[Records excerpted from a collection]
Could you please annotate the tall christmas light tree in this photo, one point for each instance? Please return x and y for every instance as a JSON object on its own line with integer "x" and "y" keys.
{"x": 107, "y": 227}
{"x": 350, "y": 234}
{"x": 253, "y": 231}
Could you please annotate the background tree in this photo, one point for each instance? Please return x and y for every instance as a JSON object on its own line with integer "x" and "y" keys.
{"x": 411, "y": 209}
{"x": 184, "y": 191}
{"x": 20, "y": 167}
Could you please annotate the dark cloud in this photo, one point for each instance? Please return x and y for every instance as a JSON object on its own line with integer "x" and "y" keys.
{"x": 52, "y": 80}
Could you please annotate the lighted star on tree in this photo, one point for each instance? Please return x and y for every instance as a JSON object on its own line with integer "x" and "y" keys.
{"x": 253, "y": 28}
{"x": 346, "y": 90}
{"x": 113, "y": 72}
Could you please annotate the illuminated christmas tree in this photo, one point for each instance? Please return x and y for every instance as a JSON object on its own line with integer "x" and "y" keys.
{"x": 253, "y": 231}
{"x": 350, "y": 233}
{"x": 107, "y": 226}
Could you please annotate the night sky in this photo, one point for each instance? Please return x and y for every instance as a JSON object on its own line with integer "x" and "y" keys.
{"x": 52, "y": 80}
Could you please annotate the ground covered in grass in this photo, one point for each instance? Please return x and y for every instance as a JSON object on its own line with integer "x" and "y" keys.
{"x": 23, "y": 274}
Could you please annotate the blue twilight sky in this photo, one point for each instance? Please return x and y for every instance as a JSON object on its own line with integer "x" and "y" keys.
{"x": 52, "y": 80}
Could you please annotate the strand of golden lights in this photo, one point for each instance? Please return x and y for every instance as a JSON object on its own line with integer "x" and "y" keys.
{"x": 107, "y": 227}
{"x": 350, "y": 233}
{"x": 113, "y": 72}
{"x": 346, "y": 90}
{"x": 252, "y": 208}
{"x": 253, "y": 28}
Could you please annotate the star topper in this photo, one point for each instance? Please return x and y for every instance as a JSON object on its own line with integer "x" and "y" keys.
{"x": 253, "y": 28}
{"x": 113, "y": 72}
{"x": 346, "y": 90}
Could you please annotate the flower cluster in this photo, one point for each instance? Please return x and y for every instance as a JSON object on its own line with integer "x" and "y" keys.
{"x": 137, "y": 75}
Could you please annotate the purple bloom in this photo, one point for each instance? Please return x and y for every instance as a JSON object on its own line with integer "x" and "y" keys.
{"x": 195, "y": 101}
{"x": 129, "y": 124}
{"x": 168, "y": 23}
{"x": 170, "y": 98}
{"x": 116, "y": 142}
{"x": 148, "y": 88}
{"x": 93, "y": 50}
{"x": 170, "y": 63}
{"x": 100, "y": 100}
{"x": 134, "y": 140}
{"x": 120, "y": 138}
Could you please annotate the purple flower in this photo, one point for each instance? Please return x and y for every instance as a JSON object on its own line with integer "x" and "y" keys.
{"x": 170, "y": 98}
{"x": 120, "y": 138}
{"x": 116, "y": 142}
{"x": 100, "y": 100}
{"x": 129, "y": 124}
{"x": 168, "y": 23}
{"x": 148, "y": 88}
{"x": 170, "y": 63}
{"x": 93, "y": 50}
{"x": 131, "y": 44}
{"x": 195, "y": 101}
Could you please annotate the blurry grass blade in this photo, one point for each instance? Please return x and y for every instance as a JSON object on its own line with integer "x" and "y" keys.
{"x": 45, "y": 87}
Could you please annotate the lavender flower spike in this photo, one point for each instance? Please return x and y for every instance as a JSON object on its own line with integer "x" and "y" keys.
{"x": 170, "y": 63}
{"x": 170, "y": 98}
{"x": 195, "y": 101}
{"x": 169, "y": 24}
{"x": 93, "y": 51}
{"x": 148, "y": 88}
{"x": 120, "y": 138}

▶ _Your task_
Reproduce the data in full. Nothing in it may be altered.

▶ _Answer to the exercise_
Could you please annotate the tall christmas light tree in this photo, one point for each instance? Please return x and y for every instance as a JSON object on its own line with integer "x" and "y" keys.
{"x": 107, "y": 227}
{"x": 350, "y": 234}
{"x": 253, "y": 231}
Could you please annotate the background tree in this photo, one point for each instance? Please return x and y for every instance as a JSON object on its own line with integer "x" and "y" keys.
{"x": 411, "y": 209}
{"x": 184, "y": 191}
{"x": 20, "y": 167}
Could you please annotate the dark cloud in this photo, one point for each instance? Please return x and y for every instance as a JSON object on its own line with integer "x" and "y" keys.
{"x": 52, "y": 80}
Could you please annotate the lighted star on tree in this photo, one point for each instance? Please return x and y for every instance as a JSON object on its own line with integer "x" and "y" keys.
{"x": 253, "y": 28}
{"x": 346, "y": 90}
{"x": 113, "y": 72}
Could you please annotate the illuminated christmas tree in this photo, one point for each instance? Please return x and y for every instance as a JSON object on its own line with integer "x" and "y" keys.
{"x": 253, "y": 231}
{"x": 350, "y": 233}
{"x": 107, "y": 226}
Could you please annotate the night sky in this photo, one point for each instance? Please return x and y for every instance as a JSON object on its own line with integer "x" and "y" keys.
{"x": 52, "y": 80}
Could you please annotate the ground covered in grass in this photo, one point for each instance? Please return x and y for every instance as a JSON object on its own line with integer "x" and "y" keys.
{"x": 23, "y": 274}
Could you please annotate the blue twilight sky in this photo, one point for each instance? Please return x and y for every instance as a JSON object on its own line with integer "x" and "y" keys.
{"x": 52, "y": 80}
Could you please annotate the strand of golden lights in this photo, one point for each instance? Please return x and y for every instance as a JSON object on its own line with integer "x" and "y" keys.
{"x": 107, "y": 227}
{"x": 350, "y": 233}
{"x": 113, "y": 72}
{"x": 346, "y": 90}
{"x": 252, "y": 208}
{"x": 253, "y": 28}
Could you please annotate the star topper in this photo, one point for each instance? Please return x and y for every instance as a JSON object on its own line with integer "x" and "y" keys.
{"x": 253, "y": 28}
{"x": 113, "y": 72}
{"x": 346, "y": 90}
Could you please annotate the flower cluster in this photo, one point for each instance? Please return x and y for every instance as a JSON object on its own line with integer "x" and "y" keys.
{"x": 137, "y": 75}
Could you please annotate the purple bloom in this photo, one point for each instance? Please return x and y for every instance as a JSON object on its own line with integer "x" and "y" keys.
{"x": 195, "y": 101}
{"x": 129, "y": 124}
{"x": 168, "y": 23}
{"x": 170, "y": 98}
{"x": 116, "y": 142}
{"x": 148, "y": 88}
{"x": 93, "y": 50}
{"x": 170, "y": 63}
{"x": 100, "y": 100}
{"x": 134, "y": 140}
{"x": 120, "y": 138}
Could you please annotate the purple flower in this photo, one point for each instance? Please return x and y for every instance as a JSON object on its own line with integer "x" and "y" keys.
{"x": 170, "y": 98}
{"x": 120, "y": 138}
{"x": 116, "y": 142}
{"x": 100, "y": 100}
{"x": 129, "y": 124}
{"x": 168, "y": 23}
{"x": 148, "y": 88}
{"x": 170, "y": 63}
{"x": 93, "y": 50}
{"x": 131, "y": 44}
{"x": 195, "y": 101}
Could you please annotate the blurry grass blade in this photo, one point for each instance? Please return x and y for every instance as a JSON object on its own line with integer "x" and "y" keys.
{"x": 45, "y": 87}
Could you please annotate the lavender flower spike in this photo, one point for each instance? Please return x and y for every instance as a JSON object on its own line with integer "x" and "y" keys.
{"x": 170, "y": 63}
{"x": 170, "y": 98}
{"x": 195, "y": 101}
{"x": 169, "y": 24}
{"x": 93, "y": 51}
{"x": 148, "y": 88}
{"x": 120, "y": 138}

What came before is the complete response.